--- START OF Extract provided ---

[libc] Add special handling for CUDA PTX features
authorJoseph Huber <jhuber6@vols.utk.edu>
Mon, 17 Apr 2023 14:11:09 +0000 (09:11 -0500)
committerJoseph Huber <jhuber6@vols.utk.edu>
Mon, 17 Apr 2023 16:51:34 +0000 (11:51 -0500)
The NVIDIA compilation path requires some special options. This is
mostly because compilation is dependent on having a valid CUDA
toolchain. We don't actually need the CUDA toolchain to create the
exported `libcgpu.a` library because it's pure LLVM-IR. However, for
some language features we need the PTX version to be set. This is
normally set by checking the CUDA version, but without one installed it
will fail to build. We instead choose a minimum set of features on the
desired target, inferred from
https://docs.nvidia.com/cuda/parallel-thread-execution/index.html#release-notes
and the PTX refernece for functions like `nanosleep`.

Reviewed By: tianshilei1992

Differential Revision: https://reviews.llvm.org/D148532

libc/cmake/modules/LLVMLibCObjectRules.cmake
libc/cmake/modules/LLVMLibCTestRules.cmake
libc/startup/gpu/nvptx/CMakeLists.txt

index c372969..5a9fdc6 100644 (file)
@@ -64,6 +64,50 @@ function(_get_common_compile_options output_var flags)
   set(${output_var} ${compile_options} PARENT_SCOPE)
 endfunction()
 
+# Obtains NVPTX specific arguments for compilation.
+# The PTX feature is primarily based on the CUDA toolchain version. We want to
+# be able to target NVPTX without an existing architecture, so we need to set
+# this manually. This simply sets the PTX feature to the minimum required for
+# the features we wish to use on that target.

--- END OF Extract provided ---
--- START OF Extracted material ---

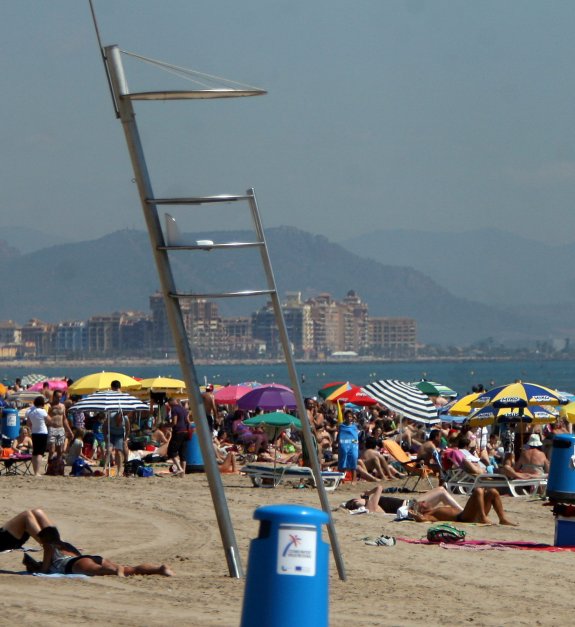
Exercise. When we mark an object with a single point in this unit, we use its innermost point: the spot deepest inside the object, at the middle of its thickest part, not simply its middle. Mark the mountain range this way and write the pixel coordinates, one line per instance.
(77, 280)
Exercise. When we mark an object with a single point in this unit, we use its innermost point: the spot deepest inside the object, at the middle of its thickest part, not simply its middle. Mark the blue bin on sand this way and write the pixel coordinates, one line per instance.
(193, 453)
(561, 480)
(10, 423)
(287, 581)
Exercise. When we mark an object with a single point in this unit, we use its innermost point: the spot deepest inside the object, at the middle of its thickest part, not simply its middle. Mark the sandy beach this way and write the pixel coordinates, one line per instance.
(171, 520)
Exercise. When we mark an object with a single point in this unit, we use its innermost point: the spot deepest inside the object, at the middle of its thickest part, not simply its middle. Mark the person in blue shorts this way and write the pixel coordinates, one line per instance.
(348, 445)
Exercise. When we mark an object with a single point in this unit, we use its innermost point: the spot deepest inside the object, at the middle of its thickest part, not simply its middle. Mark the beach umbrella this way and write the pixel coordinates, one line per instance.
(53, 384)
(431, 388)
(230, 394)
(490, 415)
(568, 411)
(329, 388)
(460, 406)
(102, 381)
(167, 385)
(109, 401)
(405, 398)
(274, 423)
(268, 397)
(277, 419)
(355, 395)
(519, 395)
(30, 379)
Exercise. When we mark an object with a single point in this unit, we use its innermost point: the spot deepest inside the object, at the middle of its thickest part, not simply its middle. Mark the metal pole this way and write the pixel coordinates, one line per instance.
(306, 427)
(173, 311)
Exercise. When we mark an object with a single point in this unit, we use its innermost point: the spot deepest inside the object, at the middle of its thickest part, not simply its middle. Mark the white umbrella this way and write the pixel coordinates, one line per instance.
(405, 398)
(109, 401)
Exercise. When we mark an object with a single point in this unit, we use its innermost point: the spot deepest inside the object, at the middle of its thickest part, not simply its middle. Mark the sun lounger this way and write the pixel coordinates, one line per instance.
(16, 465)
(457, 481)
(267, 475)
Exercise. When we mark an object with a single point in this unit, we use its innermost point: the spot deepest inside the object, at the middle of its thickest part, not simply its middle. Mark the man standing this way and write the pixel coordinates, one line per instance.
(210, 405)
(348, 445)
(177, 446)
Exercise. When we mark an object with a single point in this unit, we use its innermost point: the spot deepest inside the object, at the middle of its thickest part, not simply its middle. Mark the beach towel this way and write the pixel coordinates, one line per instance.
(488, 545)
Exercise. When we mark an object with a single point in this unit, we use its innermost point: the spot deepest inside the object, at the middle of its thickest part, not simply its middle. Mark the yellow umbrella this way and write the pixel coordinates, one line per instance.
(462, 406)
(102, 381)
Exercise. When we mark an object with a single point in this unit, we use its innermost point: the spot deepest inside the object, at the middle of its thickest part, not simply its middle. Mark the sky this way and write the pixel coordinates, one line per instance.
(435, 115)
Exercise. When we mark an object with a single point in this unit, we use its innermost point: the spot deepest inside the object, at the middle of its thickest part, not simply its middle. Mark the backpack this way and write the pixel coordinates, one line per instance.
(445, 532)
(55, 466)
(80, 468)
(131, 467)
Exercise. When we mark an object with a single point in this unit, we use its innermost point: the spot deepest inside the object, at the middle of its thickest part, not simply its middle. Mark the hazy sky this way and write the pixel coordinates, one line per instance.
(435, 115)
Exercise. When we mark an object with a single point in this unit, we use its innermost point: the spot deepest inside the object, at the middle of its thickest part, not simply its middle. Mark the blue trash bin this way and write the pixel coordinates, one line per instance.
(561, 480)
(10, 423)
(193, 453)
(287, 582)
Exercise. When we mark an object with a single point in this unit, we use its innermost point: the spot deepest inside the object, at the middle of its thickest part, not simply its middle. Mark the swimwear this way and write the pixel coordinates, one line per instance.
(8, 542)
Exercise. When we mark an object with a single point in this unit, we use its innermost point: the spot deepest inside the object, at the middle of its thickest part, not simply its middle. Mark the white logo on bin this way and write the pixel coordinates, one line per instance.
(297, 550)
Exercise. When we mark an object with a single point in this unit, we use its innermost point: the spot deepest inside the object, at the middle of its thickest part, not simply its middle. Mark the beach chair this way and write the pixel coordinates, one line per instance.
(413, 468)
(458, 481)
(270, 476)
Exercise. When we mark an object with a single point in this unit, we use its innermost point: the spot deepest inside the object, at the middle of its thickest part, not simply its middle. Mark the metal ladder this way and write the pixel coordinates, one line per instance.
(161, 246)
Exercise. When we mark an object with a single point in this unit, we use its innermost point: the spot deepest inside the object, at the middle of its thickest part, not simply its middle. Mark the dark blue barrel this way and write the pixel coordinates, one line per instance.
(287, 582)
(193, 454)
(10, 423)
(561, 481)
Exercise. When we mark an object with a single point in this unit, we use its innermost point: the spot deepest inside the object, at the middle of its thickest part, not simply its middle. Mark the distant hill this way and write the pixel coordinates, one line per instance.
(116, 272)
(484, 265)
(24, 239)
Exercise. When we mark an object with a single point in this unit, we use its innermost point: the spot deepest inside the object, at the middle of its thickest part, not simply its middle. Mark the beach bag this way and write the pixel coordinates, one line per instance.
(145, 471)
(131, 467)
(80, 468)
(56, 466)
(445, 532)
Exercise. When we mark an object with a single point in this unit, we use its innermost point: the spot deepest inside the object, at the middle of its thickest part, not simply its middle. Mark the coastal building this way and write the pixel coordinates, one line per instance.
(393, 338)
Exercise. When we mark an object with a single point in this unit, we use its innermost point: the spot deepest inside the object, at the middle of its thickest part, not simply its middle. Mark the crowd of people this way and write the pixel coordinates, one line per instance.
(55, 435)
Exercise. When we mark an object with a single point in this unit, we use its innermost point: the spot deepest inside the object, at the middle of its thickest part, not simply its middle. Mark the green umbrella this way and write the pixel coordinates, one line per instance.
(276, 419)
(434, 389)
(276, 422)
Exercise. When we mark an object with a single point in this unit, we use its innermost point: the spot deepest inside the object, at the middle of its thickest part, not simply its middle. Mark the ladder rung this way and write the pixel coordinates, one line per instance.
(196, 200)
(208, 296)
(211, 246)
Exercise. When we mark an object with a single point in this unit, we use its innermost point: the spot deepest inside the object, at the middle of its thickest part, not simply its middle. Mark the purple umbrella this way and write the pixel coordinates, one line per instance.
(268, 397)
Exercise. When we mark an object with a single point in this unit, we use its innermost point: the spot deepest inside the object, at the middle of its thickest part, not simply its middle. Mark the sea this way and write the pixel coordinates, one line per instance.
(458, 375)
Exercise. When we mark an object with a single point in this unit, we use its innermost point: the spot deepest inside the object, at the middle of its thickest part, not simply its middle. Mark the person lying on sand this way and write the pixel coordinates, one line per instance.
(375, 502)
(16, 532)
(63, 558)
(476, 510)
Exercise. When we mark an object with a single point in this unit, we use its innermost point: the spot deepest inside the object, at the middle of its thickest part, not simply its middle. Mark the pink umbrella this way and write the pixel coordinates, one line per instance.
(53, 384)
(230, 394)
(268, 397)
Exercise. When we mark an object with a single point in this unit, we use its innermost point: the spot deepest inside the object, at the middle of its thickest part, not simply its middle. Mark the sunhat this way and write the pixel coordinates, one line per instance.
(534, 441)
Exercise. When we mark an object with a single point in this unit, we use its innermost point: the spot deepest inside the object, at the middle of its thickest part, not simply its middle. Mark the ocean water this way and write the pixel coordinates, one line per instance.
(459, 375)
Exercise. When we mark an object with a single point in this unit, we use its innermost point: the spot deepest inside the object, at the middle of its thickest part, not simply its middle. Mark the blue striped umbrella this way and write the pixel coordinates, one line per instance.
(405, 398)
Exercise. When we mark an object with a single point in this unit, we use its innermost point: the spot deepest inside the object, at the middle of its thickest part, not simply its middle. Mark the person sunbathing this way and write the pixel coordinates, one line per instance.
(476, 510)
(375, 462)
(63, 558)
(375, 502)
(16, 532)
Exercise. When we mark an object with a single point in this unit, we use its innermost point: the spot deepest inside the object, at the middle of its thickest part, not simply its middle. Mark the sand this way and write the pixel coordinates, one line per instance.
(171, 520)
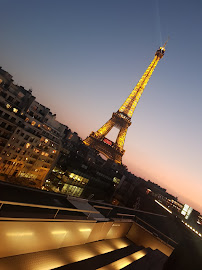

--- END OF Extracted material ---

◆ What to do
1 – Answer these questions about the commit message, one per line:
(a) Who reviewed the change?
(b) Which exported library does it describe as pure LLVM-IR?
(c) Which function does it name as an example from the PTX reference?
2 – Return every line of the entries that contains the word "ladder".
The commit message and the entries come from unrelated sources.

◆ Responses to the exercise
1 –
(a) tianshilei1992
(b) `libcgpu.a`
(c) `nanosleep`

2 –
Exercise. When we mark an object with a single point in this unit, we use its innermost point: the spot deepest inside the object, at the middle of its thickest part, not simply its middle. Mark the metal ladder this way and write the pixel coordinates, one line per instance.
Exercise. When we mark an object with a single point in this unit, we use its innermost point: the spot deepest inside the object, at the middle of its thickest part, not simply its middle. Mark the ladder rung this way and write the pixel coordinates, one line per instance.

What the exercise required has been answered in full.